[Dataset entries]
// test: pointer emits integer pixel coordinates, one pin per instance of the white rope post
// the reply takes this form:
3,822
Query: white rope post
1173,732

What to work on: Reproduce the data shown above exactly, including every line.

Written solution:
// test: pointer emits integer pixel coordinates, one pin per instance of the white rope post
// the reply takes this form:
3,822
Query: white rope post
1173,732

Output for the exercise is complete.